• _Your goal_:
From the entries below, copy every line that holds the word "black".

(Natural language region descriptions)
○ ○ ○ ○

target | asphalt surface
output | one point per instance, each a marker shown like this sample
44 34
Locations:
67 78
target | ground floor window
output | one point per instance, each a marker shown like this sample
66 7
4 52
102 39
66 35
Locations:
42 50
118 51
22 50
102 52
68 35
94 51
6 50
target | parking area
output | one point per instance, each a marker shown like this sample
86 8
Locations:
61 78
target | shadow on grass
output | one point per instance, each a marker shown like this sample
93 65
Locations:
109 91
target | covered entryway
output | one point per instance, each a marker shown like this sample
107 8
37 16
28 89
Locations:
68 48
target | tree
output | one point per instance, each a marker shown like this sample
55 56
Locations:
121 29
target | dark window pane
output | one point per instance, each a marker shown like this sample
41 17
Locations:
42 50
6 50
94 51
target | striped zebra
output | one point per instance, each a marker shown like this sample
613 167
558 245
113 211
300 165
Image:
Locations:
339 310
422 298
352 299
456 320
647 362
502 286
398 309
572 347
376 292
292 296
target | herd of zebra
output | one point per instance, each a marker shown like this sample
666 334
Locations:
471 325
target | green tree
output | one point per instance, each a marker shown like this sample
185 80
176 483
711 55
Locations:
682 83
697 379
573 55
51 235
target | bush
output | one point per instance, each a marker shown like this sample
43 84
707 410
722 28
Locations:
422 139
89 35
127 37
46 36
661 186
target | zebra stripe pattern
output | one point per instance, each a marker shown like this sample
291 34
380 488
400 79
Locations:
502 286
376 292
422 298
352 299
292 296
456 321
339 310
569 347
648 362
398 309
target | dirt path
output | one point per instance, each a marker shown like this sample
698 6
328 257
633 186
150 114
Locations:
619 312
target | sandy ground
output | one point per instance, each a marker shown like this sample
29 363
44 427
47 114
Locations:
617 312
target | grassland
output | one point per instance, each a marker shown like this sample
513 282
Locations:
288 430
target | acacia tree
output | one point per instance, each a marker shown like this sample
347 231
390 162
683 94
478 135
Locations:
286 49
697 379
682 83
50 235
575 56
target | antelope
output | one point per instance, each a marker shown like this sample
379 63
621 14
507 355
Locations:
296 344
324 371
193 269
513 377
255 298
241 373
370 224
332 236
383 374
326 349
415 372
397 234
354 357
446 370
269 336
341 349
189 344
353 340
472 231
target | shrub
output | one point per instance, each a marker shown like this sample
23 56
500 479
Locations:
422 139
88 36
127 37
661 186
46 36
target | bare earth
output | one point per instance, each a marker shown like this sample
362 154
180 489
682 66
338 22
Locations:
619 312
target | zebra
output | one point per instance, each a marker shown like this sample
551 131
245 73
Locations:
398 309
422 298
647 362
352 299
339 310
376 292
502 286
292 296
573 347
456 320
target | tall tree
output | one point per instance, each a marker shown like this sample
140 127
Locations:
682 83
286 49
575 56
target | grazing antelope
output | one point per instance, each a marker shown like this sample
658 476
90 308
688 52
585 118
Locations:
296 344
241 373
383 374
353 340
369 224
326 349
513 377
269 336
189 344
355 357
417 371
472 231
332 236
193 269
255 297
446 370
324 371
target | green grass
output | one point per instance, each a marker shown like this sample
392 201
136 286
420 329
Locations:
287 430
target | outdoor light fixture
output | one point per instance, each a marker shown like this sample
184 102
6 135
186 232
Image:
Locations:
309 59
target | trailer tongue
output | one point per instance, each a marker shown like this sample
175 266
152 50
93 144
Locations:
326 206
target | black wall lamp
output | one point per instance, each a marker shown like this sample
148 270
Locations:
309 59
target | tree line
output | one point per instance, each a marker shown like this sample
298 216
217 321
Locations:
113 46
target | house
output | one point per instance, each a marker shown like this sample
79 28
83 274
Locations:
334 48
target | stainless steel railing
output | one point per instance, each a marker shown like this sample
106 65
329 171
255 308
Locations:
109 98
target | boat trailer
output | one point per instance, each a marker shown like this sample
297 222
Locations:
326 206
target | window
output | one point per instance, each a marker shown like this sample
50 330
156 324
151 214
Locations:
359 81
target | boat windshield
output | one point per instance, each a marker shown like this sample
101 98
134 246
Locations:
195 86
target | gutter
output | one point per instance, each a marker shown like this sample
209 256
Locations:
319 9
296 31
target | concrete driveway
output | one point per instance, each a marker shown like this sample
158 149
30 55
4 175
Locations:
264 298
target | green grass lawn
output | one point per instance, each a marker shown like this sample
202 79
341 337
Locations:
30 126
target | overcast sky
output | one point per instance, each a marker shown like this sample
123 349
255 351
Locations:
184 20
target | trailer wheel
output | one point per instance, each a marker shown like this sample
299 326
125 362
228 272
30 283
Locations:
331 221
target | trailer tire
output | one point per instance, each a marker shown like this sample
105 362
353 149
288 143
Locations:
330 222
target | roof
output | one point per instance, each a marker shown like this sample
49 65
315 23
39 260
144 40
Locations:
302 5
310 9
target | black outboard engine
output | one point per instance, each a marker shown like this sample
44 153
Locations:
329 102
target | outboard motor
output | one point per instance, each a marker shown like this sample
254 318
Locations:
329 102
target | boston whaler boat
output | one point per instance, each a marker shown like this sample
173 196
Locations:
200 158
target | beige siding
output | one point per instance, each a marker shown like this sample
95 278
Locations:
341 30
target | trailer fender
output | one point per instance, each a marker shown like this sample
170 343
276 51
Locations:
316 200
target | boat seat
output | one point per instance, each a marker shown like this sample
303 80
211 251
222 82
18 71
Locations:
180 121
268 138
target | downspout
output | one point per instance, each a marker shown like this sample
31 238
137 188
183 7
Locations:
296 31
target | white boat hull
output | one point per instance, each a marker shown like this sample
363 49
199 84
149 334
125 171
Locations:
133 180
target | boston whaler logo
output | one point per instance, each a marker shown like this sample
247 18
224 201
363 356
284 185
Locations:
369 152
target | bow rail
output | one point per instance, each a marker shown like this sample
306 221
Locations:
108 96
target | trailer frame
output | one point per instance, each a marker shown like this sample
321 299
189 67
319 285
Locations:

○ ○ ○ ○

• _Expected answer_:
target | black wall lamp
target | black outboard engine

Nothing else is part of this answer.